# OBJETIVO DO EXERCÍCIO:
Reproduza literalmente, do início ao fim, o trecho sobre participação política e social da juventude.

# TRECHO SELECIONADO:
--

Em 2022, o país ganhou mais de dois milhões de novos eleitores entre 16 e 18 anos – Victor Freine – Levante Popular da Juventude. Reprodução Brasil de Fato

Participação política e social: histórias para inspirar

Conheça a história de 3 jovens que estão fazendo a sua parte para um futuro sustentável lutando por causas importantes e que demonstram a potência da juventude organizada.

Por Natalie Hornos, analista de projetos da Viração Educomunicação, especial para o Guia de Advocacy do U-Report Brasil

O que te vem à mente com esse termo: Participação política? Pense alguns minutinhos sobre isso.

Existem diversas formas de participar da sociedade: escolher criticamente em quais candidatos e candidatas votar nas eleições, fazer parte da associação de bairro, acompanhar as atividades da Câmara Municipal e da Prefeitura da sua cidade, se juntar a uma organização do terceiro setor, conhecer as discussões propostas pelo sindicato da sua categoria profissional ou fazer parte de algum movimento social em defesa das pautas que você considera importantes são algumas delas.

A participação política e social é a melhor forma de atuar e cocriar soluções para tornar nossa sociedade melhor e mais justa. É por isso que várias pessoas, coletivos, ongs, e outros trabalham para defender que adolescentes e jovens tenham espaço para opinar na vida pública, que possam encontrar espaços de participação social, pautando suas demandas e escolhas, principalmente quando começamos a perceber a importância da participação social desde a adolescência. 

Quando a juventude se organiza, existe um potencial imenso de mudança. Você se lembra?

Entre 2015 e 2016, jovens estudantes de São Paulo se mobilizaram e ocuparam suas escolas para dizer não a projetos de reorganização escolar, que aumentariam as desigualdades no ensino público. Indignados com a falta de consulta, deram um show de organização popular e fizeram história! As ocupações se espalharam pelo país e, em diversos estados, projetos parecidos foram derrubados. Em São Paulo, os secundaristas conseguiram pressionar o governo pela troca do secretário de educação.

--

# MATERIAL FORNECIDO:
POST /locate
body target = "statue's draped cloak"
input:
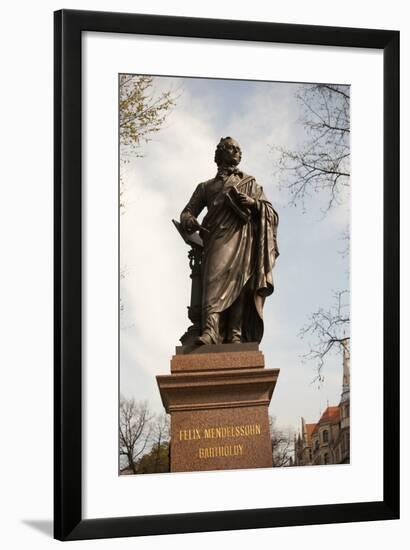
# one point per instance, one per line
(237, 256)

--

# SOLUÇÃO:
Em 2022, o país ganhou mais de dois milhões de novos eleitores entre 16 e 18 anos – Victor Freine – Levante Popular da Juventude. Reprodução Brasil de Fato

Participação política e social: histórias para inspirar

Conheça a história de 3 jovens que estão fazendo a sua parte para um futuro sustentável lutando por causas importantes e que demonstram a potência da juventude organizada.

Por Natalie Hornos, analista de projetos da Viração Educomunicação, especial para o Guia de Advocacy do U-Report Brasil

O que te vem à mente com esse termo: Participação política? Pense alguns minutinhos sobre isso.

Existem diversas formas de participar da sociedade: escolher criticamente em quais candidatos e candidatas votar nas eleições, fazer parte da associação de bairro, acompanhar as atividades da Câmara Municipal e da Prefeitura da sua cidade, se juntar a uma organização do terceiro setor, conhecer as discussões propostas pelo sindicato da sua categoria profissional ou fazer parte de algum movimento social em defesa das pautas que você considera importantes são algumas delas.

A participação política e social é a melhor forma de atuar e cocriar soluções para tornar nossa sociedade melhor e mais justa. É por isso que várias pessoas, coletivos, ongs, e outros trabalham para defender que adolescentes e jovens tenham espaço para opinar na vida pública, que possam encontrar espaços de participação social, pautando suas demandas e escolhas, principalmente quando começamos a perceber a importância da participação social desde a adolescência. 

Quando a juventude se organiza, existe um potencial imenso de mudança. Você se lembra?

Entre 2015 e 2016, jovens estudantes de São Paulo se mobilizaram e ocuparam suas escolas para dizer não a projetos de reorganização escolar, que aumentariam as desigualdades no ensino público. Indignados com a falta de consulta, deram um show de organização popular e fizeram história! As ocupações se espalharam pelo país e, em diversos estados, projetos parecidos foram derrubados. Em São Paulo, os secundaristas conseguiram pressionar o governo pela troca do secretário de educação.